* [TO DO]: Could you repeat these lines with every "even-odd fill" changed to "nonzero winding fill" and all else left as it is?

* [DATASET EXCERPTS]:
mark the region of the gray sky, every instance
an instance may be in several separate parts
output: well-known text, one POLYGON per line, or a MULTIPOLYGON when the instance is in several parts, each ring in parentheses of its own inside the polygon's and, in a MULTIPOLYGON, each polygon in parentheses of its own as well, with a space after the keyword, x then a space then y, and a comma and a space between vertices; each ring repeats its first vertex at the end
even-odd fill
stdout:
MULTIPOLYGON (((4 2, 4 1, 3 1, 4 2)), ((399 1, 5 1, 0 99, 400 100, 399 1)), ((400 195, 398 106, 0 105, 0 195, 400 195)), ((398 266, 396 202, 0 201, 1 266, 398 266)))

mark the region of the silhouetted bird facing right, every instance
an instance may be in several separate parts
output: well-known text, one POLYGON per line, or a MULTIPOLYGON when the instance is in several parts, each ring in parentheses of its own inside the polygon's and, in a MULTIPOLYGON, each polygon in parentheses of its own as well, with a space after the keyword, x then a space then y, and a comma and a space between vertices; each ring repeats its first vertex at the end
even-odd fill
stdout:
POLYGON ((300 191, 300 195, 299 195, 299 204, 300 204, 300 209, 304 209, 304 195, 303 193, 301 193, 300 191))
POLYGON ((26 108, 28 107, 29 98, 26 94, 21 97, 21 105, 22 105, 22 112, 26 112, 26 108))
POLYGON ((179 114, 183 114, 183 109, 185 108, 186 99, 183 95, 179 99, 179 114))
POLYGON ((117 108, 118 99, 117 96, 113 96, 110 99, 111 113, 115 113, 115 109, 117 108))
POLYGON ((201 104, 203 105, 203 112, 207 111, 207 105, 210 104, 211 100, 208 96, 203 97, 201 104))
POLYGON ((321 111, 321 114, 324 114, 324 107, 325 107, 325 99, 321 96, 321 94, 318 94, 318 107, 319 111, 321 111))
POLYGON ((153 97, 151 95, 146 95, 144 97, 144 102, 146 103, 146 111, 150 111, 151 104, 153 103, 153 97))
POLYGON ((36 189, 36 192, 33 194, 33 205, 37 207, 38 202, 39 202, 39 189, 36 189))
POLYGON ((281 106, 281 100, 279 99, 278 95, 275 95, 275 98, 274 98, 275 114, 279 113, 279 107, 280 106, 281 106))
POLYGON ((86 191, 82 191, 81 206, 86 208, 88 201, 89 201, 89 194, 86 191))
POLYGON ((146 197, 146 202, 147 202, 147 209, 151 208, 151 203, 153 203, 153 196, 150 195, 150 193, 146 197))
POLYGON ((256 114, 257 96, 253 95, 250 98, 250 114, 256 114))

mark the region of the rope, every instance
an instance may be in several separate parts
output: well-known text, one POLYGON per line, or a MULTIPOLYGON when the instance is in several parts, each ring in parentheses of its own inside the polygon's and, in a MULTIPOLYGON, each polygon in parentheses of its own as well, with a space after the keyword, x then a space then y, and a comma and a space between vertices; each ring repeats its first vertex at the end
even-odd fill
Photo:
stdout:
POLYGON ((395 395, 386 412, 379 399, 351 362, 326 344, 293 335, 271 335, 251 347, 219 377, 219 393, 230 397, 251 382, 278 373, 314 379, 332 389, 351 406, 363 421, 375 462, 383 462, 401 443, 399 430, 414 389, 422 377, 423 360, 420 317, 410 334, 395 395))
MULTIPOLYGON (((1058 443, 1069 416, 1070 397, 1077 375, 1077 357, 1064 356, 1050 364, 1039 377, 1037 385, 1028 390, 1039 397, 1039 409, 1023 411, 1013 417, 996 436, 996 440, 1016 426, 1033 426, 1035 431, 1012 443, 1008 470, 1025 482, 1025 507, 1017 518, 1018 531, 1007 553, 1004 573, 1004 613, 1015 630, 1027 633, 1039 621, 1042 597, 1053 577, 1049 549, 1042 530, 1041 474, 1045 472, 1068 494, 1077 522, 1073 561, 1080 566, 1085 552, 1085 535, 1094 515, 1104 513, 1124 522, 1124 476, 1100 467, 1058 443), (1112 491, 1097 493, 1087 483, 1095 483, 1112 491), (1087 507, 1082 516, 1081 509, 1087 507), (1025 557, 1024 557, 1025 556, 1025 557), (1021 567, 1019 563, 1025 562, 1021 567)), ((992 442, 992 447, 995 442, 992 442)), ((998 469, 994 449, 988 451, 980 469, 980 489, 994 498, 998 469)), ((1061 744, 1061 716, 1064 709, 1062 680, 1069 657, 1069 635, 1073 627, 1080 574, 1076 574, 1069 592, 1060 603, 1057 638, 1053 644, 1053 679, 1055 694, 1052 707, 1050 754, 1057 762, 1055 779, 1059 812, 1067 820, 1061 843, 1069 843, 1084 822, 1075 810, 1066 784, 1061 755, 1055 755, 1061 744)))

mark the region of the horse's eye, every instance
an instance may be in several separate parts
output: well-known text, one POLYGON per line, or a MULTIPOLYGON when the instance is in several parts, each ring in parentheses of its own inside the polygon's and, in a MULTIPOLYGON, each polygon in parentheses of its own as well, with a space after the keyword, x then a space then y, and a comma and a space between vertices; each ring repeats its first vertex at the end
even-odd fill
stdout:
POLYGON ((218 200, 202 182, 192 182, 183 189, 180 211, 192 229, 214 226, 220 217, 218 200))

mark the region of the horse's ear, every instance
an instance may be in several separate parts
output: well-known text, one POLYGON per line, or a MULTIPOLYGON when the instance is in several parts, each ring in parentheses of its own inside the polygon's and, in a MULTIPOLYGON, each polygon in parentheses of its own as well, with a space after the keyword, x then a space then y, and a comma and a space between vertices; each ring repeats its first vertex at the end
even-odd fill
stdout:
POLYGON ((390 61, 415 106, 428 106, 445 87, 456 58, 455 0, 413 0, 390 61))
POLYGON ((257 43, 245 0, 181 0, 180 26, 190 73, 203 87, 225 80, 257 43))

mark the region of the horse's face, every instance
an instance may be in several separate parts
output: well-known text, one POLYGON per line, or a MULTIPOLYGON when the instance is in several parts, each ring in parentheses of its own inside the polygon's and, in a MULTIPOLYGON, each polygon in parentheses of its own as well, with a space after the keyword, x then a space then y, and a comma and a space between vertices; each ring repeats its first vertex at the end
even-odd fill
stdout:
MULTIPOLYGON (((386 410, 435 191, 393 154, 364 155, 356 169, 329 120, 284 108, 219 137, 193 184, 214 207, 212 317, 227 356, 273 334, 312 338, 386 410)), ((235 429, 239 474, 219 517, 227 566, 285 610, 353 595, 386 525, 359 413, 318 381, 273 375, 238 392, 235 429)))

* [CORRECT RESPONSE]:
mark the region of the gray sky, every instance
an instance may be in several separate parts
output: well-known text, one POLYGON per line, or a MULTIPOLYGON when the instance is in several parts, each ring in parentheses of its own inside the polygon's and, in a MULTIPOLYGON, each polygon in parentheses of its own as well, with a space after the keyword, x then a space then y, and a comma and a space between vertices; each ring repeats its first vertex at the end
nonzero winding fill
stdout:
MULTIPOLYGON (((4 2, 4 1, 3 1, 4 2)), ((399 1, 5 1, 0 99, 400 100, 399 1)), ((400 195, 398 106, 0 105, 0 195, 400 195)), ((398 266, 396 202, 0 201, 1 266, 398 266)))

mark the region of the silhouetted bird facing right, every instance
an instance may be in several separate parts
output: well-known text, one POLYGON per line, or a MULTIPOLYGON when the instance is in several parts, each ring in parentheses of its own inside the polygon's and, in a MULTIPOLYGON, each polygon in parentheses of its own as well, with a space after the keyword, x then a space then y, and a comma and a space between vertices; each ring repeats its first vertex at the end
nonzero winding fill
stdout:
POLYGON ((300 191, 300 195, 299 195, 299 204, 300 204, 300 209, 304 209, 304 195, 303 193, 301 193, 300 191))
POLYGON ((26 108, 28 107, 29 98, 26 94, 21 97, 21 105, 22 105, 22 112, 26 112, 26 108))
POLYGON ((179 114, 183 114, 183 109, 185 108, 186 99, 183 95, 179 99, 179 114))
POLYGON ((117 108, 118 99, 117 96, 113 96, 110 99, 111 113, 115 113, 115 109, 117 108))
POLYGON ((201 104, 203 105, 203 112, 207 111, 207 105, 210 104, 211 100, 208 96, 203 97, 201 104))
POLYGON ((321 111, 321 114, 324 114, 324 107, 325 107, 325 99, 321 96, 321 94, 318 94, 318 107, 319 111, 321 111))
POLYGON ((153 97, 151 95, 146 95, 144 97, 144 102, 146 103, 146 111, 150 111, 151 104, 153 103, 153 97))
POLYGON ((36 189, 36 192, 33 194, 33 205, 37 207, 38 202, 39 202, 39 189, 36 189))
POLYGON ((281 106, 281 100, 279 99, 278 95, 275 95, 275 98, 274 98, 275 114, 279 113, 279 107, 280 106, 281 106))
POLYGON ((86 191, 82 191, 81 206, 86 208, 88 201, 89 201, 89 194, 86 191))
POLYGON ((146 197, 146 202, 147 202, 147 209, 151 208, 151 203, 153 203, 153 196, 150 195, 150 193, 146 197))
POLYGON ((256 114, 257 96, 253 95, 250 98, 250 114, 256 114))

mark the region of the rope, every instance
an instance may be in several separate parts
output: well-known text, one POLYGON per line, or a MULTIPOLYGON when the instance is in several parts, each ring in parentheses of its own inside the polygon's and, in a MULTIPOLYGON, each polygon in parentheses of its own as well, with a space after the keyword, x then a space then y, and a comma and a space between vertices; each ring repeats its first vertex at the end
nonzero winding fill
Photo:
stdout:
POLYGON ((395 395, 386 412, 379 399, 351 362, 326 344, 293 335, 271 335, 251 347, 219 377, 219 393, 230 397, 251 382, 278 373, 314 379, 332 389, 351 406, 363 421, 375 462, 383 462, 401 443, 399 430, 414 389, 422 377, 423 360, 420 317, 410 334, 395 395))
MULTIPOLYGON (((1058 443, 1069 416, 1070 397, 1077 375, 1077 357, 1064 356, 1050 364, 1039 377, 1037 385, 1028 390, 1039 397, 1039 409, 1023 411, 1013 417, 996 436, 996 440, 1016 426, 1033 426, 1035 431, 1012 443, 1008 470, 1025 482, 1025 507, 1017 518, 1018 531, 1007 553, 1004 573, 1004 613, 1015 630, 1027 633, 1039 621, 1042 597, 1053 577, 1049 549, 1042 530, 1041 474, 1045 472, 1068 494, 1077 522, 1073 561, 1080 566, 1085 552, 1085 535, 1094 515, 1104 513, 1124 522, 1124 476, 1100 467, 1058 443), (1112 491, 1097 493, 1087 483, 1095 483, 1112 491), (1087 507, 1082 516, 1081 509, 1087 507), (1025 557, 1024 557, 1025 556, 1025 557), (1021 567, 1019 563, 1025 562, 1021 567)), ((992 442, 992 447, 995 442, 992 442)), ((998 469, 994 449, 988 451, 980 469, 980 489, 994 498, 998 469)), ((1061 744, 1061 716, 1064 709, 1062 680, 1069 657, 1069 635, 1073 627, 1080 574, 1076 574, 1069 592, 1060 603, 1057 638, 1053 644, 1053 679, 1055 694, 1052 707, 1050 754, 1057 762, 1055 779, 1059 812, 1067 820, 1061 843, 1069 843, 1084 822, 1075 810, 1066 784, 1061 755, 1055 755, 1061 744)))

mark the region of the horse's eye, every instance
an instance may be in several separate parts
output: well-known text, one POLYGON per line, or a MULTIPOLYGON when the instance is in several parts, each ring in parentheses of its own inside the polygon's and, in a MULTIPOLYGON, each polygon in parentheses of its own as well, with a space after the keyword, x then a space then y, and a comma and a space between vertices; each ring repeats its first vertex at the end
nonzero winding fill
stdout:
POLYGON ((218 200, 202 182, 192 182, 183 189, 180 211, 192 229, 214 226, 220 217, 218 200))

mark the region of the horse's ear, every instance
an instance may be in several separate parts
output: well-known text, one POLYGON per line, or a MULTIPOLYGON when the instance is in several parts, each ring in parentheses of its own inside the polygon's and, in a MULTIPOLYGON, each polygon in parentheses of its own as well, with a space after the keyword, x then a space then y, and a comma and a space between vertices; each ring repeats its first vertex at the end
nonzero winding fill
stdout:
POLYGON ((390 61, 415 106, 428 106, 445 87, 456 58, 455 0, 413 0, 390 61))
POLYGON ((257 43, 245 0, 181 0, 180 26, 190 73, 203 87, 225 80, 257 43))

mark the region of the horse's face, every instance
an instance may be in several separate parts
output: well-known text, one POLYGON per line, or a MULTIPOLYGON when the instance is in several parts, each ring in parentheses of its own inside the polygon's and, in a MULTIPOLYGON, each polygon in parentheses of its own as well, with a space after the keyword, x then a space then y, and a comma and a space between vertices; each ring repeats its first vertex at the end
nonzero winding fill
stdout:
MULTIPOLYGON (((386 410, 435 191, 393 154, 364 155, 356 169, 329 120, 284 108, 219 137, 193 184, 214 207, 212 317, 227 356, 273 334, 312 338, 386 410)), ((235 429, 239 474, 219 517, 227 566, 285 610, 353 595, 386 525, 359 413, 318 381, 273 375, 238 392, 235 429)))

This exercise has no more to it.